§ Object position labeling entries
+ + +

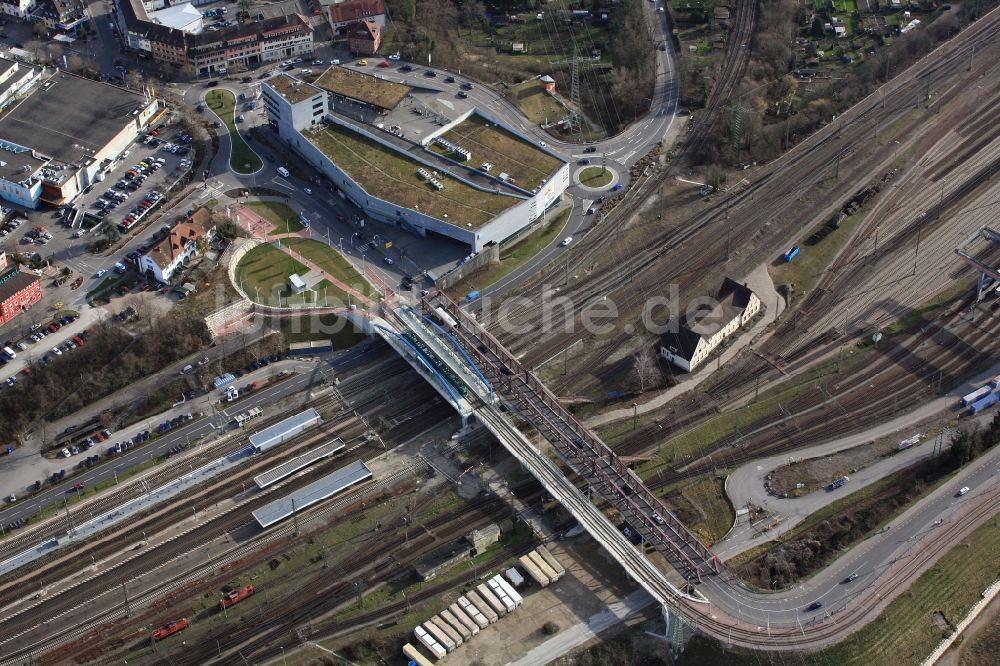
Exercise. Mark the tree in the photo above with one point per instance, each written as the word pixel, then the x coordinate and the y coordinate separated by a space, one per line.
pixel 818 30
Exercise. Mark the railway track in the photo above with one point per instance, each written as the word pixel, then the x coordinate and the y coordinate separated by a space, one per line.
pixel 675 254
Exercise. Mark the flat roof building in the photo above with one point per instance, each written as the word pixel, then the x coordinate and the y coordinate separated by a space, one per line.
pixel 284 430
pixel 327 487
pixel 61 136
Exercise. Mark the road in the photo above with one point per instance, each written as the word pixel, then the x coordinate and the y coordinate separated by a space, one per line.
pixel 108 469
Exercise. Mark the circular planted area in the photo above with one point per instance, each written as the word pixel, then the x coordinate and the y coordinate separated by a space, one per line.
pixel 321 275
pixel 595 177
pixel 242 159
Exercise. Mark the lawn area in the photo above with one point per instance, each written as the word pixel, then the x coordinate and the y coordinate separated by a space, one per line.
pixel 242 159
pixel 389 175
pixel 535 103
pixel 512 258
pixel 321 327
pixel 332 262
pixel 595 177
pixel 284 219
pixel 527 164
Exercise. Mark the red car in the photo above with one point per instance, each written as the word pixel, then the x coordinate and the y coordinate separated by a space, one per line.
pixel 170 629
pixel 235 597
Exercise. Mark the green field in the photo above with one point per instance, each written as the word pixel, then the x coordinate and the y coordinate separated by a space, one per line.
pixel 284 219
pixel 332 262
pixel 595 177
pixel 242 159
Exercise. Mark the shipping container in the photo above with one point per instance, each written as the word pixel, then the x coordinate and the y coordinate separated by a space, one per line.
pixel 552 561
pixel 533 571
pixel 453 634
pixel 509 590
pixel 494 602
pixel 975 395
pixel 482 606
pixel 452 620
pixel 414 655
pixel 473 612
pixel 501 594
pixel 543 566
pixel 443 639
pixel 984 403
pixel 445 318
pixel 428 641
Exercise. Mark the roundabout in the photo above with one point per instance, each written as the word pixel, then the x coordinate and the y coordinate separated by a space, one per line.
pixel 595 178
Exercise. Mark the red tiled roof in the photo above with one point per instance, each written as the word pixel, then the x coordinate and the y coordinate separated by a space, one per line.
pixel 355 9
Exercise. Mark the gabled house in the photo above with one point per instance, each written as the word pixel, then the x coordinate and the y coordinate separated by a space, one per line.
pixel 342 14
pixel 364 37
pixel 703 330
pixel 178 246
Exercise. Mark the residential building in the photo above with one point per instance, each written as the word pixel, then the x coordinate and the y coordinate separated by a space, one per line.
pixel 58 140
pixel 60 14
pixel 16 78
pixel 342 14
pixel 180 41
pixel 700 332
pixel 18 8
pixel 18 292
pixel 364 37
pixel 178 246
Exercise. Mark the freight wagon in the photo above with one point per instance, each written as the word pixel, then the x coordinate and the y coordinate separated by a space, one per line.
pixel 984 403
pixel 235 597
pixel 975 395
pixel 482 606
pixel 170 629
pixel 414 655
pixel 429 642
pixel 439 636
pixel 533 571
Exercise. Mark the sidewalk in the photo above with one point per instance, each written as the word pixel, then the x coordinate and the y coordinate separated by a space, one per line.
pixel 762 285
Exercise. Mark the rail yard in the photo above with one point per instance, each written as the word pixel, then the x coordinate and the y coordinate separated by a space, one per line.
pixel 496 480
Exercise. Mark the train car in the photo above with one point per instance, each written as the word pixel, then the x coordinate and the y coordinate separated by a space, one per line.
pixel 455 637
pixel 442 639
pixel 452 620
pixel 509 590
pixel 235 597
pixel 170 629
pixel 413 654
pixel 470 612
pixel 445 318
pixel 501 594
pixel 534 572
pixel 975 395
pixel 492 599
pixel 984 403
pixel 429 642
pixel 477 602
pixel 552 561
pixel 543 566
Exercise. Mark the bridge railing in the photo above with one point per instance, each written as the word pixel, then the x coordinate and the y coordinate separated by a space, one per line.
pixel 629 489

+ + +

Arrange every line of the entries above as a Markdown table with two columns, No. and Line, numbering the rows in order and skipping blank lines. Leave the pictures out of the table.

§ Expected answer
| No. | Line |
|---|---|
| 1 | Exercise. Mark the tree in the photo above with one point per instance, each written as the word pixel, then the x coordinate and the y coordinate separated by a space, one per line. |
| 2 | pixel 818 30 |
| 3 | Exercise. Mark the railway track in the photo above with one point per instance, each written as the word pixel, then the x coordinate and the y coordinate separated by a space, one per line. |
| 4 | pixel 675 254 |
| 5 | Exercise. Mark the flat roof building in the photo above with one point per instance, each written as the word pixel, then the x coordinate and the y coordinate separated by a space, one per line. |
| 6 | pixel 284 430 |
| 7 | pixel 327 487 |
| 8 | pixel 61 136 |
| 9 | Exercise. Mark the road in the photo above with one point per instance, each written as the word pixel, then the x coordinate and the y coordinate separated by a space, one per line. |
| 10 | pixel 108 469 |
| 11 | Exercise. Mark the circular planted area in the photo above with one point per instance, each written as the word pixel, then the x coordinate and the y coordinate separated by a space, one per line. |
| 12 | pixel 321 275 |
| 13 | pixel 595 177 |
| 14 | pixel 242 159 |
| 15 | Exercise. Mark the lawn area in the photo above with one point per instance, each written as the word pixel, then the x coordinate and the y coordinate separated by a space, one per line. |
| 16 | pixel 242 159 |
| 17 | pixel 389 175 |
| 18 | pixel 535 103 |
| 19 | pixel 512 258 |
| 20 | pixel 321 327 |
| 21 | pixel 332 262 |
| 22 | pixel 595 177 |
| 23 | pixel 284 219 |
| 24 | pixel 527 164 |
| 25 | Exercise. Mark the red car in the photo above with one point per instance, each written as the word pixel, then the x coordinate and the y coordinate separated by a space, one per line. |
| 26 | pixel 170 629 |
| 27 | pixel 235 597 |
| 28 | Exercise. Mark the green field in the photo above with one point per instance, each written as the word pixel, then the x coordinate and the y coordinate separated by a space, one per line. |
| 29 | pixel 284 219 |
| 30 | pixel 332 262 |
| 31 | pixel 595 177 |
| 32 | pixel 242 159 |
| 33 | Exercise. Mark the shipping container in the photo above with one point per instance, each written as the word pixel, then the x coordinate and the y coordinate separated by a space, one per line. |
| 34 | pixel 552 561 |
| 35 | pixel 533 571 |
| 36 | pixel 453 634 |
| 37 | pixel 509 590 |
| 38 | pixel 494 602 |
| 39 | pixel 975 395 |
| 40 | pixel 482 606 |
| 41 | pixel 452 620 |
| 42 | pixel 414 655 |
| 43 | pixel 473 612 |
| 44 | pixel 501 594 |
| 45 | pixel 543 566 |
| 46 | pixel 443 639 |
| 47 | pixel 984 403 |
| 48 | pixel 445 318 |
| 49 | pixel 428 641 |
| 50 | Exercise. Mark the roundabout in the photo above with one point per instance, each written as the word pixel, then the x coordinate and the y coordinate separated by a space, one per line. |
| 51 | pixel 595 178 |
| 52 | Exercise. Mark the red tiled roof in the photo above with one point per instance, each written as the word pixel, then the x coordinate and the y coordinate separated by a space, one per line. |
| 53 | pixel 355 9 |
| 54 | Exercise. Mark the gabled house in the photo above with one point per instance, each written as the word pixel, then the x coordinate and the y coordinate separated by a space, one per line. |
| 55 | pixel 342 14 |
| 56 | pixel 364 37 |
| 57 | pixel 703 330 |
| 58 | pixel 178 246 |
| 59 | Exercise. Mark the residential building in the photo above with one point per instance, each written as the word pixel, then the x coordinate and the y coordinate separated by a space, one per line. |
| 60 | pixel 58 140 |
| 61 | pixel 60 14 |
| 62 | pixel 16 78 |
| 63 | pixel 342 14 |
| 64 | pixel 180 41 |
| 65 | pixel 700 332 |
| 66 | pixel 18 8 |
| 67 | pixel 18 292 |
| 68 | pixel 364 37 |
| 69 | pixel 178 246 |
| 70 | Exercise. Mark the freight wagon in the photo above with one point per instance, each written as the word pixel, then the x coordinate and the y coordinate separated by a space, one per line. |
| 71 | pixel 984 403 |
| 72 | pixel 235 597 |
| 73 | pixel 975 395 |
| 74 | pixel 482 606 |
| 75 | pixel 170 629 |
| 76 | pixel 414 655 |
| 77 | pixel 429 642 |
| 78 | pixel 439 636 |
| 79 | pixel 533 571 |
| 80 | Exercise. Mark the sidewalk in the photo above with one point per instance, each written as the word pixel, then the x coordinate and the y coordinate separated by a space, one per line. |
| 81 | pixel 762 285 |
| 82 | Exercise. Mark the rail yard in the photo above with one point per instance, each written as the word pixel, then the x coordinate and the y coordinate separated by a space, one per line. |
| 83 | pixel 496 480 |
| 84 | Exercise. Mark the train car in the photo above with one point per instance, each written as the word pixel, then the x coordinate and the y coordinate separated by a space, one per line. |
| 85 | pixel 455 637 |
| 86 | pixel 442 639 |
| 87 | pixel 452 620 |
| 88 | pixel 509 590 |
| 89 | pixel 235 597 |
| 90 | pixel 170 629 |
| 91 | pixel 413 654 |
| 92 | pixel 470 612 |
| 93 | pixel 445 318 |
| 94 | pixel 501 594 |
| 95 | pixel 534 572 |
| 96 | pixel 975 395 |
| 97 | pixel 492 599 |
| 98 | pixel 984 403 |
| 99 | pixel 429 642 |
| 100 | pixel 477 602 |
| 101 | pixel 552 561 |
| 102 | pixel 543 566 |
| 103 | Exercise. Mark the bridge railing in the photo above with one point per instance, each written as the word pixel, then the x coordinate and the y coordinate separated by a space, one per line. |
| 104 | pixel 629 489 |